* _EXERCISE INSTRUCTIONS_:
**1)** From the passage on women's rights and sexuality, list every workplace and every personal role the writer names as a source of experience with women.
**2)** Extend the passage on women's rights and sexuality, picking up right after its final sentence.

* _PASSAGE SHOWN_:
□ □ □

I'm not sure that this battle for the rights of women can be won politically before it is won culturally and even more importantly, spiritually. Every right won by women politically is under constant attack from to cultural and religious (not spiritual) grounds. Maybe instead of focusing on Roe and right to privacy we should focus on making sure that the girl who is curious about her body and how it interacts with his body is not labeled as a bad person. Nor is what she is doing wrong. Girls need to know this; they also need to know the dangers of sex, but not in a way that makes sex bad or negative.

Teen girls really face a hell of a dilemma. If you are sexual, you are a slut, trash, easy and so on - a bad girl, without value. Or you can be a prude and face disapproval for that choice. It is a lose-lose proposition, the competing and opposite cultural messages broadcast are schizoid in nature.

I don't think we will see real equality for women until we reach a point where the slut and the prude are viewed through the same lens. The lens that shows them as individual people, making individual choices - some good, some bad - both children of a Loving God. From my experience working in psychiatric hospitals, women's shelters, juvenile corrections and being a boyfriend, husband and friend to many women over the years I will share with you what I have seen from many women:

  • often so called prudes are girls or women who fear the consequences of sexuality and are afraid that people will think less of them if they sleep around. They worry about fitting in and how they are regarded and want, like every other human, to be wanted and liked.

  • a few so called prudes truly believe they are better than those who are not and that they are morally superior.

  • so called sluts are girls or women who who fear that if they say no, they won't be liked, particularly by men but also by peer women. They worry about fitting in and how they are regarded and want, like every other human, to be wanted and liked.

□ □ □

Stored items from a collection
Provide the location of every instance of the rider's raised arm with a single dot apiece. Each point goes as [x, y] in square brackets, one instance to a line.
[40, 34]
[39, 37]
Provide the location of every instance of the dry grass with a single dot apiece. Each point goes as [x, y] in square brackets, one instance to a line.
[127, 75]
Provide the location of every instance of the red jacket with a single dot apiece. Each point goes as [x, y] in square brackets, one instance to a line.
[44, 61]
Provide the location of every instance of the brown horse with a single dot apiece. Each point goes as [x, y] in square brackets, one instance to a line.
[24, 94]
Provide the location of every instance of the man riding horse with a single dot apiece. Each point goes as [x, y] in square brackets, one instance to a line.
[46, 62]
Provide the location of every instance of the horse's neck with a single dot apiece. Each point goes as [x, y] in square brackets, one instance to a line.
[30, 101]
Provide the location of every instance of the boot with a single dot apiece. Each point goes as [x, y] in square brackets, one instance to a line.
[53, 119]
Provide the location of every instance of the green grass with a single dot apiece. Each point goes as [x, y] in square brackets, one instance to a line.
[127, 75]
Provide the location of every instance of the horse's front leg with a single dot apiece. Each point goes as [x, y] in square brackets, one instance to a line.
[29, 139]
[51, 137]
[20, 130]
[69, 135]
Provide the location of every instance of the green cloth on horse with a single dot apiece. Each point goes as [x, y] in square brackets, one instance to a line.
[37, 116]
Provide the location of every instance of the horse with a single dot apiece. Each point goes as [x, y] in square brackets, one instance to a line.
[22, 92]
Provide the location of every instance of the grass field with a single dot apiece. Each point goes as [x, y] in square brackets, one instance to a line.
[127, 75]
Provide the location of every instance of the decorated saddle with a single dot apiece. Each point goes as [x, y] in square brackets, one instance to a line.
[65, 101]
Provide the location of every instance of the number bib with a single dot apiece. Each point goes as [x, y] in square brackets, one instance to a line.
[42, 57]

□ □ □

* _ANSWERS PER TASK_:
**1)** psychiatric hospitals, women's shelters, juvenile corrections, boyfriend, husband, friend

**2)**
  • a very few so called sluts really enjoy sex and are very annoyed by those who judge them because they like sex. They have fears and insecurities like everyone else, but are able to set them aside when they make their sexual choices.

  • a sadly large number of women are victims of sexual, physical or emotional abuse and whether prude, slut or in between, are unable to make healthy choices about sex at all. They can heal but it takes a tremendous amount of work and suffering over years to do so.

    So keep in mind that the next time you hear a woman being run down in conversation for her sexuality, whether that woman is a friend, coworker or classmate, Brittany Spears, Paris Hilton, a runaway bride, missing woman or even a porn star, that woman is simply a human being doing the best she can with what she has. Don't subscribe to the cultural and religious message of disapproval; consciously reject it. Because quite often, sluts are wonderful people too.

    In this post I'm really only dealing with sexuality, but so much more about the cultural and religious messages girls and women get needs to change. Overweight women are neither ugly nor lazy; those stereotypes need to go. The superthin bordering on anorexic "beauty myth" woman needs to go as well. Most annoying to me, the myth that men don't like smart women needs to be annihilated. Another post could easily be devoted to men's sexual confusions and cultural roles. But not today.